> What is needed: Output exactly the lines from the line with "like [423, 98]." through the end of the records below. Include nothing else.

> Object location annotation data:
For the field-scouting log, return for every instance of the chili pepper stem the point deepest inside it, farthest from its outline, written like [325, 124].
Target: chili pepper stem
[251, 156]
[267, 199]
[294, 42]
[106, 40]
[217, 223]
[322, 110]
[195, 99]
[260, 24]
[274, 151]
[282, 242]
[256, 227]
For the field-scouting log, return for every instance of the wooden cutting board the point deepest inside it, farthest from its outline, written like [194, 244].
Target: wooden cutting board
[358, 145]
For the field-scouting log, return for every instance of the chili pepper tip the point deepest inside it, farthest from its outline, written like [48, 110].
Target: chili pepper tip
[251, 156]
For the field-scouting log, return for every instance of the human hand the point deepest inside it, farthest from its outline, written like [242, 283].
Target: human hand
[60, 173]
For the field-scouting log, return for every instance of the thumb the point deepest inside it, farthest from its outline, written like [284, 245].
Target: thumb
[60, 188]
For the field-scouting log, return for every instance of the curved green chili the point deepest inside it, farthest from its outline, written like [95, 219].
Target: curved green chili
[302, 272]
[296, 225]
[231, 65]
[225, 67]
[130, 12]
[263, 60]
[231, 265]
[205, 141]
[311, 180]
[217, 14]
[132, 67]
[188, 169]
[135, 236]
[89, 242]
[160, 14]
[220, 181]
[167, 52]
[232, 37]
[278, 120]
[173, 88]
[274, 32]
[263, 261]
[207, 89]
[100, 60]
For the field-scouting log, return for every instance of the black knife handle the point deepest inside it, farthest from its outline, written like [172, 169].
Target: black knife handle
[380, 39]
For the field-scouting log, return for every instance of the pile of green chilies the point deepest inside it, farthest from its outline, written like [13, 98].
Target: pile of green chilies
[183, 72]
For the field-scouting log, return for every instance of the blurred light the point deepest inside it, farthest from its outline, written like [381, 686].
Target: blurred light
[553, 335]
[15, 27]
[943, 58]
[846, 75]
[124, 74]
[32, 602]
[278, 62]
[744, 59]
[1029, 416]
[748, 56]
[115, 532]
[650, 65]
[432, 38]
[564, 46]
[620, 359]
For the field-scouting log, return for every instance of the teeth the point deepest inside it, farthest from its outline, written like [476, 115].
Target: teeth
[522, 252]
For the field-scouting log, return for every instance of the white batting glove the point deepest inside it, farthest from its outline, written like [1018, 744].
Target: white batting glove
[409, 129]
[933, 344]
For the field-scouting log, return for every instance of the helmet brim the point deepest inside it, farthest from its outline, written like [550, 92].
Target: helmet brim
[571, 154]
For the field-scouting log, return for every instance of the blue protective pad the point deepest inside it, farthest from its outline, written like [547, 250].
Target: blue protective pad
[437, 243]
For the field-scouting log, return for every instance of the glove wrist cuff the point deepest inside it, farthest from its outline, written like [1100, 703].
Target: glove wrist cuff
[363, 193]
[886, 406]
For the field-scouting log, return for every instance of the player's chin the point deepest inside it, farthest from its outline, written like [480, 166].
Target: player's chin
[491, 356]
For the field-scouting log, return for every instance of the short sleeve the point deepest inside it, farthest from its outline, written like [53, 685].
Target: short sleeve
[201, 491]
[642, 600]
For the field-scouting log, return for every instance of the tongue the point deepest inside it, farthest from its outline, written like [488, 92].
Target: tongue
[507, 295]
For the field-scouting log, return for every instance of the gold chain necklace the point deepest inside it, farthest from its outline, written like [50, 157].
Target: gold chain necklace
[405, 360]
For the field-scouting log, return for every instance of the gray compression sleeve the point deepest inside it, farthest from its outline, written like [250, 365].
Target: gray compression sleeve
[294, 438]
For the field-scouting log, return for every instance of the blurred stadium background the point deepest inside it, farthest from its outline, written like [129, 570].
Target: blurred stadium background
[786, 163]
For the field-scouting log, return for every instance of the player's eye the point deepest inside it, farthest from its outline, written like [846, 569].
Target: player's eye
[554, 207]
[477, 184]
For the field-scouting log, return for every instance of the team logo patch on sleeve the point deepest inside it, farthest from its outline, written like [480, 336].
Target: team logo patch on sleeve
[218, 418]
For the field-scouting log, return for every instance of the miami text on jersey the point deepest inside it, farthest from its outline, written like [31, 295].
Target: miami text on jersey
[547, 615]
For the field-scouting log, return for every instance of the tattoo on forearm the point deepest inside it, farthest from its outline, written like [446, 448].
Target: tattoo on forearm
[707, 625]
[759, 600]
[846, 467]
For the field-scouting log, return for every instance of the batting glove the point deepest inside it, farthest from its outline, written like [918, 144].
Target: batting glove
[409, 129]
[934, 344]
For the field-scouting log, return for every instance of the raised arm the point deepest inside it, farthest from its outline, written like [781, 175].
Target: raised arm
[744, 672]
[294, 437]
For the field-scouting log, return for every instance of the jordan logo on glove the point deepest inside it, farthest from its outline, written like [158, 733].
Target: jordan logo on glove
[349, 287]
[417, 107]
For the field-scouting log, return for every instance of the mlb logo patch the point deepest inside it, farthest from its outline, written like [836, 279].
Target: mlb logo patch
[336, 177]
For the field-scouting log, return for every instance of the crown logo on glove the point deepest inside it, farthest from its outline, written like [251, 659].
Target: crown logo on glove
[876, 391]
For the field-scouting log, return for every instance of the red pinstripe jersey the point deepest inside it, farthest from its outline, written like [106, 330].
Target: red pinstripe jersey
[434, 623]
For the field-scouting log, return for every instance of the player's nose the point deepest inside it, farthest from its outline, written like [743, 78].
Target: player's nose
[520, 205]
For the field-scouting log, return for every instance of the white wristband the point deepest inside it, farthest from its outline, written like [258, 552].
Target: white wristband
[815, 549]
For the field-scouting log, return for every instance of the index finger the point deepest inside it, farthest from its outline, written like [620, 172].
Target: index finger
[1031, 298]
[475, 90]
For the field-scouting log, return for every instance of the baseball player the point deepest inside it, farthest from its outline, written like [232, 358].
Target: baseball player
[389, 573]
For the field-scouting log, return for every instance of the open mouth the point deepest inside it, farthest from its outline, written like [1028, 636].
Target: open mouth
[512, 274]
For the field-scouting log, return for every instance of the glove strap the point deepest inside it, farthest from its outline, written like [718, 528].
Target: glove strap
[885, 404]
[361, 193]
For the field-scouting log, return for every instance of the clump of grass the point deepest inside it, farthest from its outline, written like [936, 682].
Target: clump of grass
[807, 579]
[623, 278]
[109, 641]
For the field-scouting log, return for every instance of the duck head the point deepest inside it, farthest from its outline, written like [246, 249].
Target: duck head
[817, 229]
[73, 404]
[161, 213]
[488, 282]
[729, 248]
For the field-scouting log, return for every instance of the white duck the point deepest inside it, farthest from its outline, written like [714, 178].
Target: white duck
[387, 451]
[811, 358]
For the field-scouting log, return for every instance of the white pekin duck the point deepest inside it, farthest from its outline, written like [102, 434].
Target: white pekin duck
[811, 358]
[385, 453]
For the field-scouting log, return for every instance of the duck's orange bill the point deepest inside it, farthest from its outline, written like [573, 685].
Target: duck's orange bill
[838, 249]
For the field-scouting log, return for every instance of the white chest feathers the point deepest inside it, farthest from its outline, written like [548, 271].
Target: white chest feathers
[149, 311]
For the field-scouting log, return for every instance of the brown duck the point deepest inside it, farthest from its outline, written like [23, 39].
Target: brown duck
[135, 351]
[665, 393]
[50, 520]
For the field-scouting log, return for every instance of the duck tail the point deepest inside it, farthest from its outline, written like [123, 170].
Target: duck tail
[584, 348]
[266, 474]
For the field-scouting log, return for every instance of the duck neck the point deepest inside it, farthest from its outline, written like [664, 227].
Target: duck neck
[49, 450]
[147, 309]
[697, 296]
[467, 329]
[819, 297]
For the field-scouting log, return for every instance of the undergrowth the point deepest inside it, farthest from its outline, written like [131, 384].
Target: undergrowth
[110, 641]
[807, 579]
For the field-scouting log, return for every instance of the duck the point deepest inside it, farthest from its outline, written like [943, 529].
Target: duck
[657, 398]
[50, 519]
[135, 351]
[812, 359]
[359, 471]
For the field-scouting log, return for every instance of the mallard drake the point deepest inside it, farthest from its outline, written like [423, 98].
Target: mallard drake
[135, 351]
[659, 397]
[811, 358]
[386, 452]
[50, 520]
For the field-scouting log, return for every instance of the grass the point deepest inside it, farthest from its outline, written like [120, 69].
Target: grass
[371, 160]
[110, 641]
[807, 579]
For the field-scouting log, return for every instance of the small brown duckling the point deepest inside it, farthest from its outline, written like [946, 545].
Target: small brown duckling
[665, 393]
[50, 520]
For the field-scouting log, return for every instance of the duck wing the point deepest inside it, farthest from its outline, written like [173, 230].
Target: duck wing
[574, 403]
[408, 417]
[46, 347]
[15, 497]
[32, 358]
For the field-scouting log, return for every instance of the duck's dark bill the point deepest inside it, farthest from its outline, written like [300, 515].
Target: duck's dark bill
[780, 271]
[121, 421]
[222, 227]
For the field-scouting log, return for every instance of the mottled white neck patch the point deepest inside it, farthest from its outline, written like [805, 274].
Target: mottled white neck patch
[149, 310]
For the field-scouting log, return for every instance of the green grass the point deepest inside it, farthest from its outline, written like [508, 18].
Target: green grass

> Expected answer:
For the field-scouting log, return for every instance of the mallard drake the point deepest inside it, farthest from its outline, written like [423, 98].
Target: mallard drake
[135, 351]
[659, 397]
[811, 358]
[386, 452]
[50, 520]
For the field-scouting log, return for every instance of the grass the point deepest inside it, farthest from its outline, written like [120, 69].
Target: grass
[371, 160]
[110, 641]
[807, 579]
For the field-scouting log, return for every instance of the small brown duckling the point deepest inside it, farthest from its outline, written like [946, 545].
Target: small brown duckling
[665, 393]
[50, 520]
For the field-scouting log, return for every instance of the duck wing the point deepest inside it, farthest from its outline, written like [173, 230].
Target: duck wing
[574, 403]
[408, 417]
[46, 347]
[15, 497]
[32, 358]
For the field-scouting log, return for every instance of the duck's dark bill the point deepest inside it, farthest from its outline, written like [300, 515].
Target: duck's dark bill
[780, 271]
[121, 421]
[222, 227]
For the field-scouting log, return for every instance of the mottled white neck patch the point deepest inside it, farthest from its outline, written like [805, 274].
Target: mottled white neck patch
[149, 310]
For the field-scouting log, return for every instance of the green grass the point deepest inside it, farthest from its outline, written like [508, 18].
Target: green grass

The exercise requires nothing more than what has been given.